**Work task:** Each record below must be returned exactly as shown.

[Data entries]
____

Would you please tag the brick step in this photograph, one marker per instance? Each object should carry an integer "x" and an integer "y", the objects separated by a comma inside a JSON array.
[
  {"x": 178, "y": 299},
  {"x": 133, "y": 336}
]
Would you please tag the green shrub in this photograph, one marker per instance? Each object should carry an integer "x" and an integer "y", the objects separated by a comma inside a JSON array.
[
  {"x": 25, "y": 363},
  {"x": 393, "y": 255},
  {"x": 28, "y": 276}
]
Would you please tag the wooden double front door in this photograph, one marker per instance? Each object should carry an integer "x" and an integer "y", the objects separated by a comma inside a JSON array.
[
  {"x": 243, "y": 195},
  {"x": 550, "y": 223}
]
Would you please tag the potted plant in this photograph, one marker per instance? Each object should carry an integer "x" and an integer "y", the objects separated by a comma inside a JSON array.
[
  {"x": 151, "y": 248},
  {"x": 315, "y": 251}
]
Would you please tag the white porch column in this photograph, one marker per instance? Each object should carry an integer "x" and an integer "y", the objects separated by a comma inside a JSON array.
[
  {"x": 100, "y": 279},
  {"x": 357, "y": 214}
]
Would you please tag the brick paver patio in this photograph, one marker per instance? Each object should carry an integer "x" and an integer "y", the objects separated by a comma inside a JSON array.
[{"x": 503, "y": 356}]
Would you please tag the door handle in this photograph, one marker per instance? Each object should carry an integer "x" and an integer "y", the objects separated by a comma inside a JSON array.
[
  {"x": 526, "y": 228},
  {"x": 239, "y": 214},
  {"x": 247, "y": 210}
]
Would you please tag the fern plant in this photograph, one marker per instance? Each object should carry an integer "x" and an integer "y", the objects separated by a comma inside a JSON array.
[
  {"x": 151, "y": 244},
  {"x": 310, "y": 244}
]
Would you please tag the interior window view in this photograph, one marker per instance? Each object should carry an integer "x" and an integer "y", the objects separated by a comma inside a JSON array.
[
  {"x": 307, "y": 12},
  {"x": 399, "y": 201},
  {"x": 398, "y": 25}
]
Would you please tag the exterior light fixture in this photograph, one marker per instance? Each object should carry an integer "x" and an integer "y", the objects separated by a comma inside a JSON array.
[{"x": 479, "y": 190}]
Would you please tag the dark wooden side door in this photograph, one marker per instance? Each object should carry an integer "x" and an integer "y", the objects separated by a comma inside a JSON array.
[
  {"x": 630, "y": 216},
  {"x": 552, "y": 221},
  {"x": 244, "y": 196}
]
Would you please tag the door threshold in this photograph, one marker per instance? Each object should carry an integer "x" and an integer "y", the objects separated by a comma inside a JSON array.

____

**Exercise output:**
Would you please tag the brick step in this photograph, one marker per instance? Each object should carry an integer "x" and an integer "y", the objects separated by a comma inside a JSON array.
[
  {"x": 178, "y": 299},
  {"x": 133, "y": 336}
]
Would you please tag the green shrub in this photograph, one marker per instance? Each object should carry an integer "x" and an integer "y", the objects separated by a comma inside a JSON array.
[
  {"x": 25, "y": 363},
  {"x": 393, "y": 255},
  {"x": 28, "y": 276}
]
Would you please tag the wooden double front door in this photograph, one marker per instance? Each object should carry an integer "x" and an integer "y", the objects separated by a comma inside a JSON array.
[
  {"x": 243, "y": 195},
  {"x": 550, "y": 223}
]
Would you please tag the potted plant in this photograph, one marker per instance? Each object should carry an integer "x" and an integer "y", the objects separated by a comma inside a JSON array.
[
  {"x": 151, "y": 248},
  {"x": 315, "y": 251}
]
Would you please tag the white porch column in this photograph, one marker per instance? Each object should carry an integer "x" and an integer "y", the objects separated by a comma inside a JSON array.
[
  {"x": 100, "y": 279},
  {"x": 357, "y": 214}
]
Would you please tag the brick paver patio in this photograph, one marker per instance? Each object should carry an integer "x" and an integer "y", the objects separated by a comma inside a JSON array.
[{"x": 503, "y": 356}]
Would you please tag the door handle in this photograph, one marker per instance? Each object should carry an integer "x" and an integer "y", the objects separated by a comma inside a JSON array.
[
  {"x": 526, "y": 228},
  {"x": 239, "y": 214},
  {"x": 247, "y": 210}
]
Would you please tag the fern plant in this photograph, one marker per instance? Each object should carry an integer "x" and an integer "y", the objects separated by a comma inside a JSON array.
[
  {"x": 151, "y": 244},
  {"x": 310, "y": 244}
]
Would you please tag the interior window view in this photograph, one marker per instance? Each object should carry an integer "x" and an integer "y", the objects separated by a comma inside a JSON array.
[
  {"x": 307, "y": 12},
  {"x": 399, "y": 201},
  {"x": 398, "y": 25}
]
Would you please tag the exterior light fixture in this photograph, one marker per instance? Each object should carry an integer "x" and an integer "y", the objects separated by a comma inside a JSON array.
[{"x": 479, "y": 190}]
Would you please tag the dark wooden side door in this photograph, one marker per instance? Each object should carry an integer "x" and an integer "y", the objects separated by a comma inside a JSON array.
[
  {"x": 630, "y": 216},
  {"x": 552, "y": 221},
  {"x": 244, "y": 196}
]
Would you please tag the door threshold in this photograph, one marker per instance? Each object should carry an integer "x" and an integer "y", the objects separated by a comma inside a JSON array.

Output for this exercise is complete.